# [Data supplied]
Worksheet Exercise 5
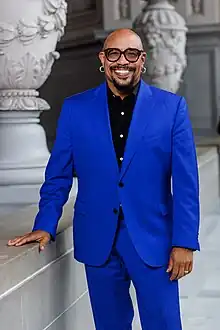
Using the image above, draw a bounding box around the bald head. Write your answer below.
[103,29,143,50]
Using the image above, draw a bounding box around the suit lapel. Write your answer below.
[120,80,154,179]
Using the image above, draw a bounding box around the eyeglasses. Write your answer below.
[103,48,144,63]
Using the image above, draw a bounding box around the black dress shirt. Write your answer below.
[108,84,140,221]
[108,84,139,168]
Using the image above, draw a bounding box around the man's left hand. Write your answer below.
[167,247,193,281]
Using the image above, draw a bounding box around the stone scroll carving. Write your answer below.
[0,0,67,52]
[135,0,187,92]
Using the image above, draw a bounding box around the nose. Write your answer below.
[117,54,129,65]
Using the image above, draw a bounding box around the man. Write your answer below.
[8,29,199,330]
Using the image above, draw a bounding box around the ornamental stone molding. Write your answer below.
[0,51,59,111]
[0,0,67,52]
[135,0,187,92]
[0,0,67,214]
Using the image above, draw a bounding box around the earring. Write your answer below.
[99,65,105,72]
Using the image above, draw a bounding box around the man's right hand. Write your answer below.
[8,230,51,251]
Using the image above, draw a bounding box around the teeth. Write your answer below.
[115,70,129,74]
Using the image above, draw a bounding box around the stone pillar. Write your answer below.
[94,0,141,41]
[0,0,67,214]
[172,0,220,27]
[134,0,187,92]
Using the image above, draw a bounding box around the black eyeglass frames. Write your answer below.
[103,48,144,63]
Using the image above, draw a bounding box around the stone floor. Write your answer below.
[181,207,220,330]
[133,202,220,330]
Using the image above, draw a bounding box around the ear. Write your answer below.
[141,52,147,63]
[99,51,105,66]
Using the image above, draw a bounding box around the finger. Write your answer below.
[8,235,27,245]
[176,263,185,280]
[39,237,50,251]
[188,261,193,273]
[170,261,180,281]
[15,233,38,246]
[8,233,30,245]
[167,258,173,273]
[185,261,191,274]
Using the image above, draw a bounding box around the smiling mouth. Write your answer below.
[113,68,133,78]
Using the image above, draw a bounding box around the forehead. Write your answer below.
[106,34,142,50]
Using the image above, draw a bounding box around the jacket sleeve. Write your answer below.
[172,98,200,250]
[33,101,74,240]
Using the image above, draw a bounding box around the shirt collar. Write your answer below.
[107,81,140,99]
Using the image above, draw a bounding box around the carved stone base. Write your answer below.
[0,90,50,111]
[0,111,49,186]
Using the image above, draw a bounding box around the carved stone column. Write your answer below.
[134,0,187,92]
[0,0,67,213]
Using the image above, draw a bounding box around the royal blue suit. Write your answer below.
[33,81,199,330]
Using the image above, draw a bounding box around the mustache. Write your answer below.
[111,64,135,71]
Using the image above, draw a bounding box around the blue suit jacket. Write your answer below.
[33,81,199,266]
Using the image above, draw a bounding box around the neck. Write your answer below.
[107,80,136,99]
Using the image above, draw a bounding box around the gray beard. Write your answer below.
[112,77,134,93]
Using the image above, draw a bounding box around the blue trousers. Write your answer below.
[85,221,182,330]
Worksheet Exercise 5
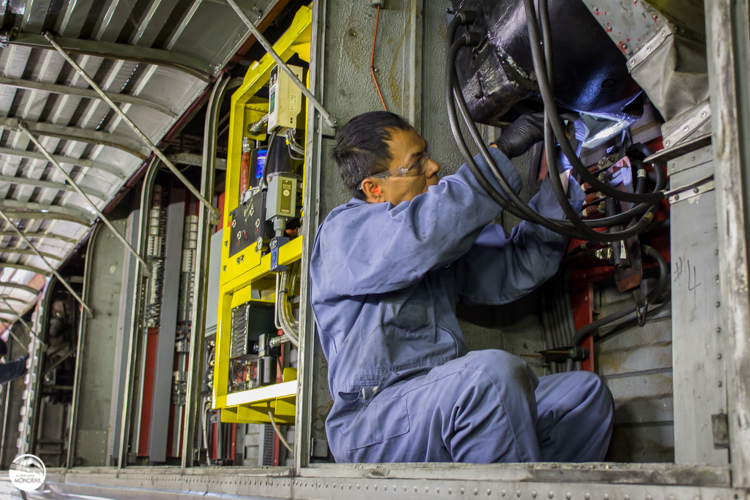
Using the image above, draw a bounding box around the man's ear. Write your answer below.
[362,179,384,203]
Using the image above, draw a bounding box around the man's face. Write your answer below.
[362,128,440,206]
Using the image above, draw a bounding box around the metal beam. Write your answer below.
[0,262,52,278]
[0,148,126,179]
[18,123,149,274]
[0,247,63,262]
[44,32,222,223]
[0,281,42,295]
[0,210,91,227]
[181,75,230,471]
[0,76,178,118]
[0,32,213,82]
[0,175,106,200]
[0,118,148,160]
[705,0,750,490]
[0,199,94,226]
[0,210,94,316]
[167,151,227,170]
[227,0,338,128]
[0,230,78,245]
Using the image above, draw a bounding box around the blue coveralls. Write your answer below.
[310,148,613,463]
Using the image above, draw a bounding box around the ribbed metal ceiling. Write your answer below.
[0,0,278,328]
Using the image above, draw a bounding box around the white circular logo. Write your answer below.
[8,455,47,491]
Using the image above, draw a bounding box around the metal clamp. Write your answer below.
[664,174,716,205]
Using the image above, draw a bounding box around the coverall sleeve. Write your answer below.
[312,148,521,296]
[0,355,28,384]
[455,177,586,305]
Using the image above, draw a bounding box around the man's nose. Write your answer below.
[427,159,440,177]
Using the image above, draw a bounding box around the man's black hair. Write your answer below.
[331,111,412,200]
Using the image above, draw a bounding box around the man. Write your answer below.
[310,112,612,463]
[0,339,29,384]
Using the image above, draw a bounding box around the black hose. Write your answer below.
[524,0,665,203]
[571,245,669,346]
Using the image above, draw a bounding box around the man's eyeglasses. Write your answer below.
[357,146,430,191]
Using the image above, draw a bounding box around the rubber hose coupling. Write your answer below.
[462,31,482,47]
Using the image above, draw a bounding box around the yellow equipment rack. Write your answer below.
[212,6,312,424]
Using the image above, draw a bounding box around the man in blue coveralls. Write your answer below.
[310,112,613,463]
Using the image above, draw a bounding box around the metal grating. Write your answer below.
[0,0,278,332]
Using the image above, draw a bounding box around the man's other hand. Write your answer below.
[497,112,544,158]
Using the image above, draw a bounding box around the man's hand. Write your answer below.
[497,112,544,158]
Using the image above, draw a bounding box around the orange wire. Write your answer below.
[370,5,388,111]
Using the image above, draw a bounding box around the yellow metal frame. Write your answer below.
[212,6,312,424]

# [What to work on]
Reproduce all of the records above line for line and word for word, leaving the pictures out of your copy.

# [Exercise answer]
Worksheet Exercise 5
Using the image above, draw a bounding box around the bald head. Write your answer below.
[103,29,143,50]
Using the image above, draw a bounding box around the suit lapel. Write your answer below.
[120,80,154,179]
Using the image above, draw a bounding box around the eyeglasses. Write your answer below.
[103,48,144,63]
Using the image above, draw a bounding box around the black dress shirt. Write your answer below.
[108,84,140,221]
[108,84,139,168]
Using the image above, draw a bounding box around the man's left hand. Write your answer below.
[167,247,193,281]
Using the image above, draw a bounding box around the stone scroll carving. Write your answer below.
[0,0,67,52]
[135,0,187,92]
Using the image above, draw a bounding box around the nose. Write your answer below.
[117,54,129,65]
Using the image above, draw a bounding box around the man. Write your answer below.
[8,29,199,330]
Using the image above, draw a bounding box around the ornamental stone molding. Write your answer below.
[0,51,59,111]
[0,0,67,52]
[135,0,187,92]
[0,0,67,214]
Using the image above, draw a bounding box around the earring. Write your answer below.
[99,65,105,72]
Using the image above, draw a bounding box around the man's right hand. Write your answer below.
[8,230,51,251]
Using the image above, draw a bounding box around the teeth. Write your answer below.
[115,70,129,74]
Using the image above, draw a bounding box around the stone pillar. Write your answer below.
[94,0,141,41]
[0,0,67,214]
[172,0,220,27]
[134,0,187,92]
Using the image above, draw a bounding box around the black eyeglass frames. Write your answer below.
[103,48,144,63]
Using the image above, draw a bounding box around the stone floor. Write your answer below.
[181,207,220,330]
[133,202,220,330]
Using the image above, draw a bounding box around the ear. Write your answer below.
[141,52,147,63]
[99,51,105,66]
Using the image above, draw a bounding box around the finger. Write your answer below.
[8,235,27,245]
[176,263,185,280]
[39,237,50,251]
[188,261,193,273]
[170,261,180,281]
[15,233,38,246]
[8,233,30,245]
[167,258,173,273]
[185,261,191,274]
Using the image above, draw a bounding box around the smiling mouth. Write your answer below.
[113,68,133,78]
Using the image above, draw a bounding box around the forehead. Write your answer below.
[106,34,142,50]
Using the image above, draw a bounding box around the jacket sleeve. Write your answer below.
[172,98,200,250]
[33,101,74,240]
Using the image above, draw a bounding box around the shirt collar. Write your answer below.
[107,81,140,99]
Using the image above, draw a bounding box around the carved stone base. Write your answer below.
[0,90,50,111]
[0,111,49,186]
Using the image above, draw a bounding box around the carved stone column. Write your answer below.
[134,0,187,92]
[0,0,67,213]
Using the image above, draw a bounding box around the royal blue suit. Write your answer below.
[33,81,199,330]
Using the image above, draw a bounding box around the mustache. Write your answer below.
[111,64,135,71]
Using the image above, draw a bounding box around the blue suit jacket. Write your answer below.
[33,81,199,266]
Using the image above, draw a bounding box around the neck. Write your answer below.
[107,80,136,99]
Using the image above, draw a bounding box around the gray beard. Write your answer below.
[112,77,134,93]
Using the image above, draw a bounding box around the blue trousers. Write your answer below.
[85,221,182,330]
Worksheet Exercise 5
Using the image above, draw a bounding box around the man's ear. Write your answer below.
[362,179,384,203]
Using the image above, draw a bounding box around the man's face. Write your answer below.
[362,128,440,206]
Using the image above, draw a bounding box around the metal beam. Write your answer below.
[0,262,52,278]
[0,148,126,179]
[18,123,149,274]
[0,247,63,262]
[44,32,222,223]
[0,281,42,295]
[0,210,91,227]
[181,75,230,471]
[0,76,178,118]
[0,32,213,82]
[0,175,106,200]
[0,118,148,160]
[705,0,750,490]
[0,199,94,226]
[0,210,94,316]
[167,151,227,170]
[227,0,338,128]
[0,230,78,245]
Using the image above, draw a bounding box around the blue coveralls. Write your answer below.
[310,148,613,463]
Using the image above, draw a bounding box around the ribbed metal ceiling. Write your answer below.
[0,0,278,328]
Using the image above, draw a bounding box around the white circular logo. Write your answer below.
[8,455,47,491]
Using the image above, draw a bounding box around the metal clamp. Write your answer below.
[664,174,716,205]
Using the image above, draw a bounding box around the coverall sleeve. Write your answer below.
[312,148,521,296]
[0,355,28,384]
[455,177,586,305]
Using the image above, draw a bounding box around the man's nose. Write your answer below.
[427,159,440,177]
Using the image above, draw a bounding box around the man's black hair. Write your answer below.
[331,111,412,200]
Using the image above, draw a bounding box around the man. Write your answer below.
[310,112,612,463]
[0,339,29,384]
Using the image above, draw a bounding box around the black hose. Write your answer below.
[524,0,665,203]
[571,245,669,346]
Using the image above, draw a bounding box around the man's eyeglasses. Write your answer below.
[357,146,430,191]
Using the image above, draw a bounding box around the rubber hose coupling. Write your answer below.
[462,31,482,47]
Using the image above, draw a bounding box around the yellow equipment rack. Write your answer below.
[212,6,312,424]
Using the image above, draw a bounding box around the man in blue coveralls. Write your answer below.
[310,112,613,463]
Using the image above, draw a bounding box around the metal grating. Write your answer below.
[0,0,278,332]
Using the image above, draw a bounding box around the man's other hand. Write your answer below.
[497,112,544,158]
Using the image above, draw a bounding box around the man's hand. Write your answer below.
[497,112,544,158]
Using the image above, draw a bounding box around the orange wire. Write your answer below.
[370,5,388,111]
Using the image above, draw a bounding box around the yellow metal frame. Write your answer below.
[212,6,312,424]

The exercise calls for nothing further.